## BEGIN Stored data
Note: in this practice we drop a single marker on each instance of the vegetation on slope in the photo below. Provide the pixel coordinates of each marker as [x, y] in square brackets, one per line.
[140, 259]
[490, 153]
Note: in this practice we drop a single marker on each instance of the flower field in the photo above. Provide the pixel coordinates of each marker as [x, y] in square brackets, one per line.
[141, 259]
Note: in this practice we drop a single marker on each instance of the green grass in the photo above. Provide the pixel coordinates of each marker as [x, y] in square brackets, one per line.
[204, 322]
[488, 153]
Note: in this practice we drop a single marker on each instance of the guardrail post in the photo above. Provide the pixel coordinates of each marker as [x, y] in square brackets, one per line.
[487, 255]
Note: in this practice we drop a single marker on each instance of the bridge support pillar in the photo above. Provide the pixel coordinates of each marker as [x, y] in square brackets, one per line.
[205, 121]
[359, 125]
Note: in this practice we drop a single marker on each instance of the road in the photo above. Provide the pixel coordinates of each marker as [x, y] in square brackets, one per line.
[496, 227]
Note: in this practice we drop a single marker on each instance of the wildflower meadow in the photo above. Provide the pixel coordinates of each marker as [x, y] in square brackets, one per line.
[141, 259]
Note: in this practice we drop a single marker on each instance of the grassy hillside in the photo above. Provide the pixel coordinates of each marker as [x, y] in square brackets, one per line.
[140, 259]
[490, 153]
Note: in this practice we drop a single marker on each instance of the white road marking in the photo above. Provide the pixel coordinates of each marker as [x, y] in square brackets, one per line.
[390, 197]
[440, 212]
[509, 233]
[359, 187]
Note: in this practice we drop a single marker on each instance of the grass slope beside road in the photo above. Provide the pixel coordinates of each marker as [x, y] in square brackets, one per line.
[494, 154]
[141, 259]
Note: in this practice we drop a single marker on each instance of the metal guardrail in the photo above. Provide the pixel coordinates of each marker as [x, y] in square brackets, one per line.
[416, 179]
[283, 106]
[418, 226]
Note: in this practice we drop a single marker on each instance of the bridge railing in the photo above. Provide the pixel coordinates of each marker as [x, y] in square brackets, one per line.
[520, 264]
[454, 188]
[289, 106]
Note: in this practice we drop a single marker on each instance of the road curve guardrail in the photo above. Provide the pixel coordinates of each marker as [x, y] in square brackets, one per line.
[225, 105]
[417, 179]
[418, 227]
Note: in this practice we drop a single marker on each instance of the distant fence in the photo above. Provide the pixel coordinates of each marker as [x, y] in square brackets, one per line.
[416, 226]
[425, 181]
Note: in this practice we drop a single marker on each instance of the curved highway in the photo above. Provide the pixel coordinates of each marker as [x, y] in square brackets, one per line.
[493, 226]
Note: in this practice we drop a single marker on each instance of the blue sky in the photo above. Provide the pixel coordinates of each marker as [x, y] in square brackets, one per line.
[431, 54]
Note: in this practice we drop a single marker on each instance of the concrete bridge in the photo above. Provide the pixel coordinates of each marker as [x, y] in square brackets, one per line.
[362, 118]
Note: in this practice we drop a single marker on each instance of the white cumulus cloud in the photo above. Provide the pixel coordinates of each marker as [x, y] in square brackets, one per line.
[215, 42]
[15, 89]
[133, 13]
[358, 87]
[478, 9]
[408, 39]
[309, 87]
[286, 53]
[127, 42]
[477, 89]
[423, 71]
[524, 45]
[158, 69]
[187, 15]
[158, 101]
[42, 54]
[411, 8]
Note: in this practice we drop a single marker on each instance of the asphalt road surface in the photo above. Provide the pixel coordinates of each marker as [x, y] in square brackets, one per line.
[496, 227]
## END Stored data
Rewrite all of the records above, swapping "single marker" for "single pin" wherever it appears and keeping everything else the same.

Written solution:
Note: in this practice we drop a single pin on each instance of the vegetation on slope in the photo below. Provide the pixel coordinates of each marker as [x, y] in square brackets, one per line.
[140, 259]
[490, 153]
Note: in this practice we drop a single pin on each instance of the flower field in the photo above. Provide the pixel coordinates of each marker as [x, y] in square brackets, one per line.
[141, 259]
Note: in this practice we drop a single pin on each instance of the green grass in the photo above. Provide the pixel coordinates of each marker as [x, y] in square brackets, one per line.
[204, 322]
[488, 153]
Note: in this practice we drop a single pin on each instance of the guardrail post in the photo above. Provide the pixel coordinates of each marker as [x, y] in square brackets, one per line.
[487, 255]
Note: in this practice we drop a single pin on each instance of the bridge support pillar in the photo above. Provide the pixel coordinates of each marker as [x, y] in square brackets, one per line.
[205, 121]
[359, 125]
Note: in this practice we drop a single pin on each instance of the road in the photo above. Provide the pixel coordinates of each marker as [x, y] in square brackets, one per line.
[496, 227]
Note: in this practice we drop a single pin on each instance of the wildflower meadow in the photo above. Provide the pixel coordinates of each marker as [x, y] in square brackets, one per line.
[141, 259]
Note: in this practice we drop a single pin on each instance of the grassy hillside in the photo above. Provide the pixel coordinates of each marker as [x, y] in square brackets, one per line.
[140, 259]
[490, 153]
Note: in this practice we drop a single pin on each instance of the white road marking in the photo above. Provide the pixel coordinates of each marker as [x, y] in square brackets, one per line.
[390, 197]
[440, 212]
[509, 233]
[359, 187]
Note: in this practice we drop a single pin on each instance of the grass slope beside road in the photo above. Provide the pixel coordinates of each marker as [x, y] in square brackets, one per line.
[494, 154]
[141, 259]
Note: in this practice we drop a single pin on each instance of the metal guardrail in the photo above. Provide the pixel coordinates of each marker as [x, y] in square brackets, one per line.
[416, 179]
[283, 106]
[418, 226]
Note: in this practice we drop a single pin on each instance of the bridge railing in the photo above. Provide the pixel coordinates of each marker as [x, y] in square brackets, one per line.
[520, 264]
[454, 188]
[289, 106]
Note: in this practice we drop a single pin on each instance of the road curve guardrail in the photo above. Provide the pixel coordinates of each marker as [x, y] in square brackets, one per line.
[225, 105]
[417, 179]
[418, 227]
Note: in this practice we drop a single pin on each instance of the distant fence in the photo above. Provide the pixel coordinates of each marker as [x, y] in square brackets, one per line.
[416, 226]
[425, 181]
Note: in this practice we drop a single pin on each instance of the curved highway in the photo above. Provide the pixel coordinates of each marker as [x, y] in square brackets, one per line.
[493, 226]
Note: in this practice we drop a single pin on each instance of the blue sky in the photo above. Provide the pixel coordinates of each marker as [x, y] in square brackets, one per line.
[431, 54]
Note: in this practice we drop a single pin on each instance of the concrete bridge in the photo above. Provide the pixel coordinates of each marker as [x, y] in square brackets, one per line.
[362, 118]
Note: in this practice we drop a single pin on each instance of the white cumulus cloud in the photo above. Provide the pixel coordinates of each marker as [x, y] in square brackets, one per line.
[215, 42]
[15, 89]
[133, 13]
[358, 87]
[478, 9]
[408, 39]
[309, 87]
[286, 53]
[127, 42]
[477, 89]
[423, 71]
[524, 45]
[158, 69]
[187, 15]
[158, 101]
[42, 54]
[411, 8]
Note: in this practice we drop a single pin on each instance of the asphalt road surface in the photo above. Provide the pixel coordinates of each marker as [x, y] in square brackets, one per line.
[496, 227]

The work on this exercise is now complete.